**Supplied data:**
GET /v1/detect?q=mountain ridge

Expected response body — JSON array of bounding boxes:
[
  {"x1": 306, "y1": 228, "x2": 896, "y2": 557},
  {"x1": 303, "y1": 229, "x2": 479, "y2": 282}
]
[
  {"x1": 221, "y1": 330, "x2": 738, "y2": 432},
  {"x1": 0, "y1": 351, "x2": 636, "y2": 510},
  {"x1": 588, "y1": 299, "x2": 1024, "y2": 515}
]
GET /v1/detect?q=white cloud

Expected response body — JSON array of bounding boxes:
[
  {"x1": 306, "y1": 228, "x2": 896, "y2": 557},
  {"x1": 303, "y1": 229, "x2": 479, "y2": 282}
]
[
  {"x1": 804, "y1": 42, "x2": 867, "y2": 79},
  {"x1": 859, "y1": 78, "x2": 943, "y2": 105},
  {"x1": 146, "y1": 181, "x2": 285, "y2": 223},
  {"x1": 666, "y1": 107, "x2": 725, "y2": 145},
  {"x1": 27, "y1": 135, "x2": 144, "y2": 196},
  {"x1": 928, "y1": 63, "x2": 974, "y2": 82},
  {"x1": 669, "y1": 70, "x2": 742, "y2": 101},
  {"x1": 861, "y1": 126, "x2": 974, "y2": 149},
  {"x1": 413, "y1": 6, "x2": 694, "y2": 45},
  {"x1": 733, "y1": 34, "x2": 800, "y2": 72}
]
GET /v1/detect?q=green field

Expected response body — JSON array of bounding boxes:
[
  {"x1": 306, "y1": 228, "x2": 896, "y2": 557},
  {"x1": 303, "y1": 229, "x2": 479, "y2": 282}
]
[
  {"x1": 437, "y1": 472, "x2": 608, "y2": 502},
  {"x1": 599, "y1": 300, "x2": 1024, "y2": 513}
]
...
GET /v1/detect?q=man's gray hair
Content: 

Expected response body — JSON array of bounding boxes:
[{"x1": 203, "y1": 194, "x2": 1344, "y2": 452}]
---
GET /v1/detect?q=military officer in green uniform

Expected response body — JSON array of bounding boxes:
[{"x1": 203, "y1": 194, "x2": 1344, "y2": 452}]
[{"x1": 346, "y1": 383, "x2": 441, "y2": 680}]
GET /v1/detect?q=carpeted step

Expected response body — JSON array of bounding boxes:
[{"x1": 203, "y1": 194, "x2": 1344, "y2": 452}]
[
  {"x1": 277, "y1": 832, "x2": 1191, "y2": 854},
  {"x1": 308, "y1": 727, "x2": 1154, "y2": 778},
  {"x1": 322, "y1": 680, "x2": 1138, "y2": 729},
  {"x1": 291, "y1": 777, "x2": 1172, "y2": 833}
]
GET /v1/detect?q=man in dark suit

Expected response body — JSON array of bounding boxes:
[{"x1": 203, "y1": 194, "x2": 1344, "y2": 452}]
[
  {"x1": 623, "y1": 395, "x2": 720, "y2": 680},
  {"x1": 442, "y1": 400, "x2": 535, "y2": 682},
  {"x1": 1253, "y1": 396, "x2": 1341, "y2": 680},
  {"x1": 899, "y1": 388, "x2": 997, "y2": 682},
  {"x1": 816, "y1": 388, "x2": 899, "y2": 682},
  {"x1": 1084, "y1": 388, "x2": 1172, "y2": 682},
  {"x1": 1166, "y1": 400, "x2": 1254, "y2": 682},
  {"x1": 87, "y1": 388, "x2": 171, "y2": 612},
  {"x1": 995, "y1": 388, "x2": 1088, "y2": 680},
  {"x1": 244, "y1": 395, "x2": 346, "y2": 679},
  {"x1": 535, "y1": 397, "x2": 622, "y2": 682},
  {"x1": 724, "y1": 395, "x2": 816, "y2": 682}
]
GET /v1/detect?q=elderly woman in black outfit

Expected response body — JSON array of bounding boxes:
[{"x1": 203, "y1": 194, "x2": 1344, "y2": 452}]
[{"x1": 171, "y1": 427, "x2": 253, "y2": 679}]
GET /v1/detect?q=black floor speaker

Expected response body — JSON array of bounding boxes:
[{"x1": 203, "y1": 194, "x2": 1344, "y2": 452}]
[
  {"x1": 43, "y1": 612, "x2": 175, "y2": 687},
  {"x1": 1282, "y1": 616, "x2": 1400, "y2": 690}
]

**Exercise details:**
Extract every line of the data above that contains the word "black". Case counts.

**Result for this task:**
GET /v1/detect?q=elderly woman in black outfit
GET /v1/detect?q=black floor speaker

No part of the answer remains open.